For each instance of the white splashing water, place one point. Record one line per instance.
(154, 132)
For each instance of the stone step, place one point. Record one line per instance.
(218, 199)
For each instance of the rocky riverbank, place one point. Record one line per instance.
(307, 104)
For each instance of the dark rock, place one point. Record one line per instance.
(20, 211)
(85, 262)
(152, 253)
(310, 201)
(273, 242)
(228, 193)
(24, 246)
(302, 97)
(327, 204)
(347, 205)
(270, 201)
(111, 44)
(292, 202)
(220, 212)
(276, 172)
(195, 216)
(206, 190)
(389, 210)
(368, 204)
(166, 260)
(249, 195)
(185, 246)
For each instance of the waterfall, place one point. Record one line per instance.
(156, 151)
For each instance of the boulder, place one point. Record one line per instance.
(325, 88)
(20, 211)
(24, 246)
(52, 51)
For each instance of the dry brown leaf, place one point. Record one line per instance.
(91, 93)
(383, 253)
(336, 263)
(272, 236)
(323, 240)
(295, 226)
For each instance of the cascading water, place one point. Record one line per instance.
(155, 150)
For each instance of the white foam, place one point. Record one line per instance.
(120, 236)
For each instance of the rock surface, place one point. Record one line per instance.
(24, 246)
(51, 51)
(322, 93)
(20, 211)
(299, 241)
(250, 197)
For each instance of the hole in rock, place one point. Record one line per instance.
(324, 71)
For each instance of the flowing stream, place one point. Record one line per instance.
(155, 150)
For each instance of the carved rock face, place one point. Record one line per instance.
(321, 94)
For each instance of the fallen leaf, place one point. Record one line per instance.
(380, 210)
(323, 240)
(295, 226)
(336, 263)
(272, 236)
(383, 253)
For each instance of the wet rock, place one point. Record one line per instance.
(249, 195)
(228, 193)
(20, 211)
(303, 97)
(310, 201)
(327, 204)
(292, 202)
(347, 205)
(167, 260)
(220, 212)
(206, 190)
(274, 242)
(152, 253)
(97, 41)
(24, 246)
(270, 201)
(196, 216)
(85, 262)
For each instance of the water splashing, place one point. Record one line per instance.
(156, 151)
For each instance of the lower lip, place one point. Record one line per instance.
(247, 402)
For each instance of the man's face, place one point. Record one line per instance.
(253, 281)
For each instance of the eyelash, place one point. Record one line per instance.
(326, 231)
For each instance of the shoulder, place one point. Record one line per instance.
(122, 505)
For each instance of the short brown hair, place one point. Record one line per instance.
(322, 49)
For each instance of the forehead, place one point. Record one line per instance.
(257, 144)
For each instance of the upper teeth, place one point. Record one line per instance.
=-=-=-=-=
• **WRITTEN TASK**:
Take the entries and copy them out exactly.

• **WRITTEN ANSWER**:
For each instance of the white splashing water, place one point. Record one line per instance.
(154, 132)
For each instance of the stone step, place one point. Record one line per instance.
(218, 199)
For each instance of the rocky riverbank, place one point. Record one line per instance.
(307, 104)
For each instance of the dark rock, place one point. Record one line per instance.
(20, 211)
(85, 262)
(152, 253)
(310, 201)
(273, 242)
(228, 193)
(24, 246)
(302, 97)
(327, 204)
(347, 205)
(270, 201)
(111, 44)
(292, 202)
(220, 212)
(276, 172)
(195, 216)
(206, 190)
(389, 210)
(368, 204)
(166, 260)
(249, 195)
(185, 246)
For each instance of the waterfall, place one point. Record one line per instance.
(156, 151)
For each instance of the boulder, place one point. Record one line per instance.
(325, 88)
(20, 211)
(24, 246)
(52, 51)
For each instance of the dry brown leaf, place one point. Record one line per instance.
(91, 93)
(383, 253)
(336, 263)
(272, 236)
(323, 240)
(295, 226)
For each instance of the cascading water, place one point. Record one line per instance.
(155, 150)
For each instance of the white foam, place one point. Record one line per instance.
(120, 236)
For each instance of the rock surface, place one point. Record one line per instance.
(24, 246)
(51, 51)
(322, 93)
(20, 211)
(299, 241)
(250, 197)
For each instance of the hole in rock, place one point. Record one line per instance.
(324, 71)
For each instance of the flowing stream, place one point. Record one line per instance.
(155, 150)
For each instance of the carved rock face, place one point. Record one line per instance.
(321, 94)
For each instance of the fallen leaf, place one point. Record one line per instance.
(380, 210)
(323, 240)
(295, 226)
(336, 263)
(272, 236)
(383, 253)
For each instance of the wet rock, place one point. Record one line per instance.
(249, 195)
(228, 193)
(20, 211)
(303, 97)
(310, 201)
(327, 204)
(292, 202)
(347, 205)
(167, 260)
(220, 212)
(206, 190)
(274, 242)
(152, 253)
(97, 41)
(24, 246)
(270, 201)
(196, 216)
(85, 262)
For each instance of the water splashing, place one point. Record one line per instance.
(156, 151)
For each instance of the lower lip, place one point. Record one line per instance.
(247, 402)
For each instance of the man's face, place one point. Record one line per instance.
(253, 281)
For each instance of the eyelash, place one point. Record one line per instance.
(326, 231)
For each instance of the shoulder, place one point. Record one line per instance.
(122, 505)
For each instance of the short brown hair, place one point. Record one line per instance.
(322, 49)
For each instance of the forehead, place one point. Record one line per instance.
(257, 144)
For each instance of the upper teeth, place one point. Record one line per instance.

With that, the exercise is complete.